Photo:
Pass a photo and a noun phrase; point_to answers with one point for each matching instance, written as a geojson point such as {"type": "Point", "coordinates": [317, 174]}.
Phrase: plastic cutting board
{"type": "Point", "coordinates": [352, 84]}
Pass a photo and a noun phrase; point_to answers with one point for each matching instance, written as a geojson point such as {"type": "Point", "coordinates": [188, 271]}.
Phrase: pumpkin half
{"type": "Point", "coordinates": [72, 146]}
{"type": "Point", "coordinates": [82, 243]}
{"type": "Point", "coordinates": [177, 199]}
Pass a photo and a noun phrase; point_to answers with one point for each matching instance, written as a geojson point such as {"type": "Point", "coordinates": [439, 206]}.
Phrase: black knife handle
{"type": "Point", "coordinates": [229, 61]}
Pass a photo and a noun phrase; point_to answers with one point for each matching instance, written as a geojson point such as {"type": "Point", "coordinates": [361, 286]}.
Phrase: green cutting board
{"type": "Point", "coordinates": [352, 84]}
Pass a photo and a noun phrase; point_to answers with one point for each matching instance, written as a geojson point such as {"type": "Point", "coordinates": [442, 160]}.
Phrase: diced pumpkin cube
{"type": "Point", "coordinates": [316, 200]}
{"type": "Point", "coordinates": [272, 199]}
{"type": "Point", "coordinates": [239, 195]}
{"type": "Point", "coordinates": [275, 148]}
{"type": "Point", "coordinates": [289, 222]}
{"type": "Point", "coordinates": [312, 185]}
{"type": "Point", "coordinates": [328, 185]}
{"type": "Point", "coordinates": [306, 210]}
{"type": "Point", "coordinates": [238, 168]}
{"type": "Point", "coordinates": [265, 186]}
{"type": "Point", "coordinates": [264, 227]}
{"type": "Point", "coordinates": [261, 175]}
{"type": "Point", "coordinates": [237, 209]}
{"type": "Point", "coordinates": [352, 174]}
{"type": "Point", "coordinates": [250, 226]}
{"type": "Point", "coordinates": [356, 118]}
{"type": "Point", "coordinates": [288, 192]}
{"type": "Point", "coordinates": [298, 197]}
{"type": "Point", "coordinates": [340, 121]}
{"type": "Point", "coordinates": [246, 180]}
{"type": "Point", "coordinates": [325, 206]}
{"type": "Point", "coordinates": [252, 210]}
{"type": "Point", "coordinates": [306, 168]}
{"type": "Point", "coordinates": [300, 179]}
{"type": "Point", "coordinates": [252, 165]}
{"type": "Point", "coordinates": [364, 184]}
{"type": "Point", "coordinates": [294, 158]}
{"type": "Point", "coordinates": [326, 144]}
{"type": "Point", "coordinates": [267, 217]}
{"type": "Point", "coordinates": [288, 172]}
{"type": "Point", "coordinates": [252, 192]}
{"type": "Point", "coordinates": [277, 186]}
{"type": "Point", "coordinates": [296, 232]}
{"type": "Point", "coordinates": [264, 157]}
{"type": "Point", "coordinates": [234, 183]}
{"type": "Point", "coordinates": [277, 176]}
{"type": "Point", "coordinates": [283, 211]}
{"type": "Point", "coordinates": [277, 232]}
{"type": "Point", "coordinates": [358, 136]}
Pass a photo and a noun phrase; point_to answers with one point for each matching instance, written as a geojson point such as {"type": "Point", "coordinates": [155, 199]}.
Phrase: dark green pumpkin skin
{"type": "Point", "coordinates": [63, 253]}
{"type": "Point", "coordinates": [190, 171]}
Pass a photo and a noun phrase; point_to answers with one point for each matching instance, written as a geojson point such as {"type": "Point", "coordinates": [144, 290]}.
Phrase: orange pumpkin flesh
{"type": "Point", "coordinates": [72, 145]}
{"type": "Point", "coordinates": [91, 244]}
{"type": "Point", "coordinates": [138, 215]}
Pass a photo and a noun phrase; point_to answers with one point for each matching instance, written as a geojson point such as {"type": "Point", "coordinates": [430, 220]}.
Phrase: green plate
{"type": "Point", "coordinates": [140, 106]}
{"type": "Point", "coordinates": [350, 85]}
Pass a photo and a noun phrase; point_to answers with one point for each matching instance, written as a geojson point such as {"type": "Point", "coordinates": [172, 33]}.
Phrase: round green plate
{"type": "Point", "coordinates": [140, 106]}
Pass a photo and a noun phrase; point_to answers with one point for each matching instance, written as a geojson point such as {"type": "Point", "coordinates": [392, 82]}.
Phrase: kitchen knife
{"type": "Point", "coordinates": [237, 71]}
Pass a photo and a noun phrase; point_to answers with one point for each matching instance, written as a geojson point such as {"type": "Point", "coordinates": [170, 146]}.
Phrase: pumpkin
....
Retype every line of the material exactly as given.

Photo:
Pass a photo and a noun phrase; point_to answers with one point for each matching instance, written as a geojson point such as {"type": "Point", "coordinates": [317, 174]}.
Phrase: plastic cutting board
{"type": "Point", "coordinates": [352, 84]}
Pass a photo and a noun phrase; point_to answers with one point for each matching instance, written as a geojson point such as {"type": "Point", "coordinates": [188, 271]}.
Phrase: pumpkin half
{"type": "Point", "coordinates": [72, 146]}
{"type": "Point", "coordinates": [82, 243]}
{"type": "Point", "coordinates": [177, 199]}
Pass a photo and a noun phrase; point_to answers with one point for each matching instance, written as a geojson point such as {"type": "Point", "coordinates": [439, 206]}.
Phrase: black knife handle
{"type": "Point", "coordinates": [229, 61]}
Pass a photo and a noun phrase; point_to answers with one point for each matching instance, written as a geojson point such as {"type": "Point", "coordinates": [361, 286]}.
Phrase: green cutting board
{"type": "Point", "coordinates": [352, 84]}
Pass a photo and a noun phrase; point_to answers with one point for each matching instance, written as a geojson point such as {"type": "Point", "coordinates": [442, 160]}.
Phrase: diced pumpkin cube
{"type": "Point", "coordinates": [316, 200]}
{"type": "Point", "coordinates": [272, 199]}
{"type": "Point", "coordinates": [239, 195]}
{"type": "Point", "coordinates": [275, 148]}
{"type": "Point", "coordinates": [289, 222]}
{"type": "Point", "coordinates": [312, 185]}
{"type": "Point", "coordinates": [328, 185]}
{"type": "Point", "coordinates": [306, 210]}
{"type": "Point", "coordinates": [238, 168]}
{"type": "Point", "coordinates": [265, 186]}
{"type": "Point", "coordinates": [264, 227]}
{"type": "Point", "coordinates": [261, 175]}
{"type": "Point", "coordinates": [237, 209]}
{"type": "Point", "coordinates": [352, 174]}
{"type": "Point", "coordinates": [250, 226]}
{"type": "Point", "coordinates": [356, 118]}
{"type": "Point", "coordinates": [288, 192]}
{"type": "Point", "coordinates": [298, 197]}
{"type": "Point", "coordinates": [340, 121]}
{"type": "Point", "coordinates": [246, 180]}
{"type": "Point", "coordinates": [325, 206]}
{"type": "Point", "coordinates": [252, 210]}
{"type": "Point", "coordinates": [306, 168]}
{"type": "Point", "coordinates": [300, 179]}
{"type": "Point", "coordinates": [252, 165]}
{"type": "Point", "coordinates": [364, 184]}
{"type": "Point", "coordinates": [294, 158]}
{"type": "Point", "coordinates": [326, 144]}
{"type": "Point", "coordinates": [267, 217]}
{"type": "Point", "coordinates": [288, 172]}
{"type": "Point", "coordinates": [252, 192]}
{"type": "Point", "coordinates": [277, 186]}
{"type": "Point", "coordinates": [296, 232]}
{"type": "Point", "coordinates": [264, 157]}
{"type": "Point", "coordinates": [234, 183]}
{"type": "Point", "coordinates": [277, 176]}
{"type": "Point", "coordinates": [283, 211]}
{"type": "Point", "coordinates": [277, 232]}
{"type": "Point", "coordinates": [358, 136]}
Pass a photo and a noun phrase; point_to answers with one point for each matching instance, written as a geojson point such as {"type": "Point", "coordinates": [155, 199]}.
Phrase: dark green pumpkin skin
{"type": "Point", "coordinates": [63, 253]}
{"type": "Point", "coordinates": [190, 171]}
Pass a photo and a noun phrase; point_to answers with one point for each matching instance, written as a geojson point such as {"type": "Point", "coordinates": [144, 290]}.
Phrase: orange pumpkin flesh
{"type": "Point", "coordinates": [72, 145]}
{"type": "Point", "coordinates": [91, 244]}
{"type": "Point", "coordinates": [138, 215]}
Pass a photo and a noun phrase; point_to answers with one point for each matching instance, written as a geojson point such as {"type": "Point", "coordinates": [430, 220]}.
Phrase: green plate
{"type": "Point", "coordinates": [140, 106]}
{"type": "Point", "coordinates": [350, 85]}
Pass a photo and a noun phrase; point_to answers with one point for each matching instance, written as a geojson point such as {"type": "Point", "coordinates": [172, 33]}.
Phrase: round green plate
{"type": "Point", "coordinates": [140, 106]}
Pass a photo and a noun phrase; point_to answers with one point for each matching instance, written as a geojson point such as {"type": "Point", "coordinates": [392, 82]}.
Phrase: kitchen knife
{"type": "Point", "coordinates": [237, 71]}
Pass a photo and a noun phrase; point_to answers with one point for each matching instance, written as a geojson point such as {"type": "Point", "coordinates": [170, 146]}.
Phrase: pumpkin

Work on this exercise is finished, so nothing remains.